_Assignment_. Each record below should be printed exactly as it was written.

※ ※ ※

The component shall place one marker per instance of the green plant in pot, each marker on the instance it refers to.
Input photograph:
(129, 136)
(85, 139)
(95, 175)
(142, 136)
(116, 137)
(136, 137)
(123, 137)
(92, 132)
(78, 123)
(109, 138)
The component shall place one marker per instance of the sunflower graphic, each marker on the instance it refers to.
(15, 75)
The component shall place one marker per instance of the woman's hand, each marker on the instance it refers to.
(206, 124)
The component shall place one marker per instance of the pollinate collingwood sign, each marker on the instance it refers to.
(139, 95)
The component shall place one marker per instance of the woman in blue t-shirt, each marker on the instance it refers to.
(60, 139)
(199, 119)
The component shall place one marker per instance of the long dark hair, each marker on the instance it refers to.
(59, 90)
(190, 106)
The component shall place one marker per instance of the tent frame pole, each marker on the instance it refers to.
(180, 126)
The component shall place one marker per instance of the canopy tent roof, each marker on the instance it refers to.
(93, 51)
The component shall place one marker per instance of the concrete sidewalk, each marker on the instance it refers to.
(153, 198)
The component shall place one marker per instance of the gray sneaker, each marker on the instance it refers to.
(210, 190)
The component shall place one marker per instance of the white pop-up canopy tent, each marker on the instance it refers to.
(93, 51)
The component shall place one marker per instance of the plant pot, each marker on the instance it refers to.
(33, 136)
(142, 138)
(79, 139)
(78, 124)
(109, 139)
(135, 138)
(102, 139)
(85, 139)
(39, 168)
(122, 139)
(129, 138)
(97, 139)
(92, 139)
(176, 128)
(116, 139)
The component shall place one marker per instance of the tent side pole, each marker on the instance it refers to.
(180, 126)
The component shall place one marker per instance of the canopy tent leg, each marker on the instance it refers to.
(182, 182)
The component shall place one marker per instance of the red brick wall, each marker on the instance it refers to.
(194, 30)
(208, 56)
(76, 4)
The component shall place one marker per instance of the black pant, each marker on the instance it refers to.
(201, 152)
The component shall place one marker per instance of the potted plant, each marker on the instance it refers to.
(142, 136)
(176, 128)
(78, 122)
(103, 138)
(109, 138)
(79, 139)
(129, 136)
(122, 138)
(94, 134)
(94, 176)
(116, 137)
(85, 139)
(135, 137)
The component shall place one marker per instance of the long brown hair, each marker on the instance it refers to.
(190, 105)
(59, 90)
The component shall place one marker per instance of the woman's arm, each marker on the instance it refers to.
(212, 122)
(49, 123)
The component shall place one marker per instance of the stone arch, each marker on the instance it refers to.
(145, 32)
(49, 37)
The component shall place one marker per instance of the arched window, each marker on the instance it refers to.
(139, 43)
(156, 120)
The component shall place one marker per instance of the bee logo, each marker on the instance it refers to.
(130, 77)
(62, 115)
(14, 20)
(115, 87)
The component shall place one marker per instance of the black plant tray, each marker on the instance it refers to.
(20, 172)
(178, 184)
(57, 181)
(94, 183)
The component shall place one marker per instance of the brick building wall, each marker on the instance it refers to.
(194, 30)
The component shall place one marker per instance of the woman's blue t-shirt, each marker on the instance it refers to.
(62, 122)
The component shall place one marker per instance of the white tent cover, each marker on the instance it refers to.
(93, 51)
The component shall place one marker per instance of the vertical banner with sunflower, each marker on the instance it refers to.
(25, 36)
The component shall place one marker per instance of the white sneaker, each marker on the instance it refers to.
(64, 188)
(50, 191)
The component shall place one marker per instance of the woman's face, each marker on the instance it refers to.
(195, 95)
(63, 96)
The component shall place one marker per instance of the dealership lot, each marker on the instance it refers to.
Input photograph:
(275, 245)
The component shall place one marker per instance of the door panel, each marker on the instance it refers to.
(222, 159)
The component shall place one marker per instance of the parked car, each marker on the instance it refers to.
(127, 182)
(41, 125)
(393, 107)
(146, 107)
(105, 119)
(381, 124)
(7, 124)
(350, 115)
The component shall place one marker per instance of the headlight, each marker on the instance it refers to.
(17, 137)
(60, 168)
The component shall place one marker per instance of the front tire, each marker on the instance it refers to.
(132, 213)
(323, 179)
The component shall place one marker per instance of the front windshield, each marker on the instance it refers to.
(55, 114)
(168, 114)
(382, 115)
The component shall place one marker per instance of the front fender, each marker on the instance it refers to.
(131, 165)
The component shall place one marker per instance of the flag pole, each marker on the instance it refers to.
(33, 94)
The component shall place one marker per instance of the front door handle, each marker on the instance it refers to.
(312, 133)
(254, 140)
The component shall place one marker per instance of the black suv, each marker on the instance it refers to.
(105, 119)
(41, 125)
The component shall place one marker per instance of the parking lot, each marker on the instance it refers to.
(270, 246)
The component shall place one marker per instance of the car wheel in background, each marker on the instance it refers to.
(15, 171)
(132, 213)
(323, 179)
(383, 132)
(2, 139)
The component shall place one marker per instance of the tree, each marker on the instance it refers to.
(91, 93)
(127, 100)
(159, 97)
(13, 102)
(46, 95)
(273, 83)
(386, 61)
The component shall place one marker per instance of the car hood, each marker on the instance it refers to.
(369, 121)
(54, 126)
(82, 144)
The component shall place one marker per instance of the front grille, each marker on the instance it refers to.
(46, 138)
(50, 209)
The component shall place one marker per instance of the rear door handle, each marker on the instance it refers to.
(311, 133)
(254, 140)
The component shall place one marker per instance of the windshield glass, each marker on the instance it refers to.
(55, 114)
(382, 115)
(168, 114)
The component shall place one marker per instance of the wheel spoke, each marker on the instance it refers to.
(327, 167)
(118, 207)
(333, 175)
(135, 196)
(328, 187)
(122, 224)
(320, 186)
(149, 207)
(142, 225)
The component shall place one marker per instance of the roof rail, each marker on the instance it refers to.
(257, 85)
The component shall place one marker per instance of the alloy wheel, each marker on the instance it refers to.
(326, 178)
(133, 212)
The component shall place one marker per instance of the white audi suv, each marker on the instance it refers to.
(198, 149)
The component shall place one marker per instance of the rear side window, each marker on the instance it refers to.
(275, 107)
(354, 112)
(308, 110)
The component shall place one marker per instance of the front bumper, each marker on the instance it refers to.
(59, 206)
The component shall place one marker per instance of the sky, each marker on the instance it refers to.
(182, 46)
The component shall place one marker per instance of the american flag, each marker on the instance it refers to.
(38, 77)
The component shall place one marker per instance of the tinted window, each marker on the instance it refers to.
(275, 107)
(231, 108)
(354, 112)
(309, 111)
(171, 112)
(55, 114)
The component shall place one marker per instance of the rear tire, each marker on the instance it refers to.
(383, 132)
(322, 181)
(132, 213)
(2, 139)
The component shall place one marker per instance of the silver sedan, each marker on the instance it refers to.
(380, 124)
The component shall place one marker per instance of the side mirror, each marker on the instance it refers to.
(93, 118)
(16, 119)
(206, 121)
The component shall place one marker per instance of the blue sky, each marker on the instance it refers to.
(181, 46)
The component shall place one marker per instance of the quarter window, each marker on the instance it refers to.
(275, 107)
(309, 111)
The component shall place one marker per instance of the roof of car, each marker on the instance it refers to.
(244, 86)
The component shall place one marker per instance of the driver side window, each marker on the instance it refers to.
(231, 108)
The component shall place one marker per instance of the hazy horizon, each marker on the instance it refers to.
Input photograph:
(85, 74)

※ ※ ※

_Solution to this task_.
The component shall place one marker per instance of the green plant in pot, each marker on the instance it refers to.
Input photograph:
(129, 136)
(85, 139)
(95, 175)
(142, 136)
(116, 137)
(136, 137)
(123, 137)
(92, 132)
(78, 123)
(109, 138)
The component shall place one marker per instance of the sunflower graphic, each marker on the instance it refers to.
(15, 75)
The component shall place one marker per instance of the woman's hand, each marker on the instance it refers to.
(206, 124)
The component shall place one marker per instance of the pollinate collingwood sign, each marker on the instance it refers to.
(139, 95)
The component shall place one marker per instance of the woman in blue t-shirt, each marker on the instance it refers to.
(60, 139)
(199, 119)
The component shall place one marker per instance of the long dark hair, each marker on the instance it refers to.
(59, 90)
(190, 106)
The component shall place one marker per instance of the tent frame pole, each marker on the instance it refers to.
(180, 126)
The component shall place one marker per instance of the canopy tent roof, each marker on the instance it refers to.
(93, 51)
The component shall place one marker per instance of the concrete sidewalk, each marker on the instance it refers to.
(153, 198)
The component shall place one marker per instance of the gray sneaker, each marker on the instance it refers to.
(210, 190)
The component shall place one marker per instance of the white pop-up canopy tent, each marker on the instance it refers to.
(93, 51)
The component shall place one marker per instance of the plant pot, each marker on the instance it refers to.
(33, 136)
(142, 138)
(79, 139)
(78, 124)
(109, 139)
(135, 138)
(102, 139)
(85, 139)
(39, 168)
(122, 139)
(129, 138)
(97, 139)
(92, 139)
(176, 128)
(116, 139)
The component shall place one marker per instance of the tent side pole, each marker on the instance it refers to.
(180, 126)
The component shall place one marker per instance of the canopy tent leg, each marker on the instance it refers to.
(182, 182)
The component shall place one marker per instance of the red brick wall, each marker on the instance it refers to.
(194, 30)
(208, 56)
(76, 4)
The component shall place one marker per instance of the black pant, each marker on the instance it refers to.
(201, 152)
The component shall place one marker per instance of the potted plant, each marker on the instance it refers to.
(142, 136)
(176, 128)
(78, 122)
(103, 138)
(109, 138)
(79, 139)
(129, 136)
(122, 138)
(94, 134)
(94, 176)
(116, 137)
(85, 139)
(135, 137)
The component shall place one marker per instance of the long brown hair, each marker on the instance it refers to.
(190, 105)
(59, 90)
The component shall place one marker per instance of the woman's arm, each marker on the instance it refers to.
(212, 122)
(49, 123)
The component shall place one marker per instance of the stone arch, each marker on the instance it refers to.
(145, 32)
(49, 37)
The component shall place one marker per instance of the arched window, each marker on the instance it refers to.
(139, 43)
(156, 120)
The component shall place one marker per instance of the bee logo, each marker on the instance it refers to.
(130, 77)
(62, 115)
(14, 20)
(115, 87)
The component shall place one marker per instance of the black plant tray, each marker on the instance it refers to.
(20, 172)
(178, 184)
(57, 181)
(94, 183)
The component shall place one marker per instance of the brick building wall, each marker on the instance it refers to.
(194, 30)
The component shall place one marker per instance of the woman's blue t-shirt, each marker on the instance it refers to.
(62, 122)
The component shall place one marker per instance of the white tent cover, each marker on the instance it refers to.
(93, 51)
The component shall place one marker per instance of the vertical banner with sunflower, each marker on the instance it refers to.
(25, 36)
The component shall place one marker per instance of the white sneaker, each marker on the instance it refers to.
(64, 188)
(50, 191)
The component shall place one marker per instance of the woman's face, each marker on the instance it refers to.
(195, 95)
(63, 96)
The component shall place one marker per instance of the dealership lot, each marker on the instance it refers to.
Input photograph:
(275, 245)
The component shall place one marker per instance of the door panel, each marker on the instance it refers to.
(222, 159)
The component shall place one marker per instance of the parked car, each marker on the instance it refers to.
(127, 182)
(41, 125)
(393, 107)
(146, 107)
(105, 119)
(381, 124)
(7, 124)
(350, 115)
The component shall place one marker per instance of the headlight, each marker on the instance it refers to.
(17, 137)
(60, 168)
The component shall place one marker per instance of the front tire, each marker on the instance it refers to.
(132, 213)
(323, 179)
The component shall place one marker per instance of the front windshield, each marker on the instance it refers to.
(55, 114)
(168, 114)
(382, 115)
The component shall place one marker per instance of the front fender, each marker on the instance it refers to.
(131, 165)
The component shall place one marker per instance of the flag pole, each marker on the instance it refers to.
(33, 94)
The component shall place one marker per instance of the front door handle, each marker on the instance it refers to.
(312, 133)
(254, 140)
The component shall place one marker per instance of the black suv, each marker on the instance it refers to.
(105, 119)
(41, 125)
The component shall place one marker per instance of the parking lot, each marker on the instance it refers to.
(270, 246)
The component shall place one marker per instance of the car wheel in background, each marker on the instance it refers to.
(15, 171)
(132, 213)
(323, 179)
(383, 132)
(2, 139)
The component shall place one marker per instance of the tree, each marker on the instance it refers to.
(91, 93)
(127, 100)
(159, 97)
(13, 102)
(46, 95)
(273, 83)
(386, 61)
The component shall place one marker per instance of the car hood, each marker on the instance it refers to.
(369, 121)
(54, 126)
(82, 144)
The component shall place one marker per instance of the front grille, each marker on the instance it refers to.
(46, 138)
(50, 209)
The component shall place one marker per instance of the rear door handle, each marker on the instance it refers to.
(311, 133)
(254, 140)
The component shall place one marker per instance of the windshield glass, each marker on the instance it refers to.
(55, 114)
(382, 115)
(168, 114)
The component shall place one marker per instance of the wheel spoke, each marker on the instance it refers to.
(327, 167)
(118, 207)
(333, 175)
(135, 196)
(328, 187)
(122, 224)
(320, 186)
(149, 207)
(142, 225)
The component shall place one marker per instance of the roof rail, each marker on the instance it refers to.
(257, 85)
The component shall place one marker per instance of the alloy wheel, each marker on the instance it refers to.
(326, 178)
(133, 212)
The component shall place one marker per instance of the white audi suv, each marker on the instance it refers to.
(198, 149)
The component shall place one marker per instance of the rear side window, each marker on the instance it refers to.
(275, 107)
(354, 112)
(308, 110)
The component shall place one marker per instance of the front bumper, each marker on the instance it refers to.
(59, 206)
The component shall place one marker per instance of the sky, each marker on the instance it refers to.
(182, 46)
The component shall place one marker per instance of the american flag, each marker on the instance it refers to.
(38, 77)
The component shall place one marker per instance of the tinted window, each marker on the instance it refers to.
(275, 107)
(231, 108)
(354, 112)
(309, 111)
(171, 112)
(55, 114)
The component shall place one marker per instance of the rear tire, each marker on the instance it refers to.
(383, 132)
(322, 181)
(132, 213)
(2, 139)
The component shall place one marker per instance of the silver sedan, each marker on the instance it refers to.
(380, 124)
The component shall place one marker per instance of the side mirror, each marker on the instance it refers to.
(93, 118)
(16, 119)
(206, 121)
The component shall place one marker per instance of the blue sky, each marker on the instance it refers to.
(181, 46)
The component shall place one marker per instance of the quarter window, each marker on the instance it refers to.
(275, 107)
(309, 111)
The component shall place one marker per instance of the roof of car, each marker on the instance it refers to.
(244, 86)
The component shall place one marker per instance of the driver side window, each marker on the instance it refers to.
(231, 108)
The component shall place one marker per instance of the hazy horizon, each marker on the instance it refers to.
Input photograph:
(85, 74)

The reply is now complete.